Can you copy every line of the entries below word for word, leaving out the pictures?

Point-based annotation data
□ □ □
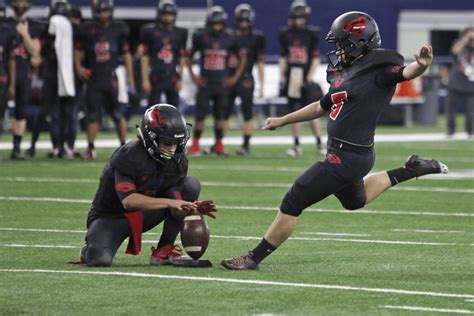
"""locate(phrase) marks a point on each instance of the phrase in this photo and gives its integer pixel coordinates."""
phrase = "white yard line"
(427, 231)
(229, 184)
(428, 309)
(252, 208)
(245, 281)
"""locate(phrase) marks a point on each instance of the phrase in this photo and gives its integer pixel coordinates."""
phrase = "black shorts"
(103, 96)
(219, 96)
(341, 174)
(243, 89)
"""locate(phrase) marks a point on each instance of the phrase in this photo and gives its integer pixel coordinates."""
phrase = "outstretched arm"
(308, 113)
(418, 67)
□ □ □
• EXERCISE RESULT
"""locate(phrase) marks a point on each instance of the phrase in this photo and gives its integer pixel coordinates."""
phrase = "white yard line"
(427, 231)
(229, 184)
(428, 309)
(252, 208)
(245, 281)
"""locate(phrase) marks a point on each instance of the phrase in this photo and gives its integer pixel coordinates."""
phrase = "black shorts"
(103, 96)
(219, 96)
(341, 174)
(243, 89)
"""locate(phrase) marks a point on each instance of the phrase in this photo and gives its integer pixel coordinates."""
phrase = "outstretched arm"
(308, 113)
(418, 67)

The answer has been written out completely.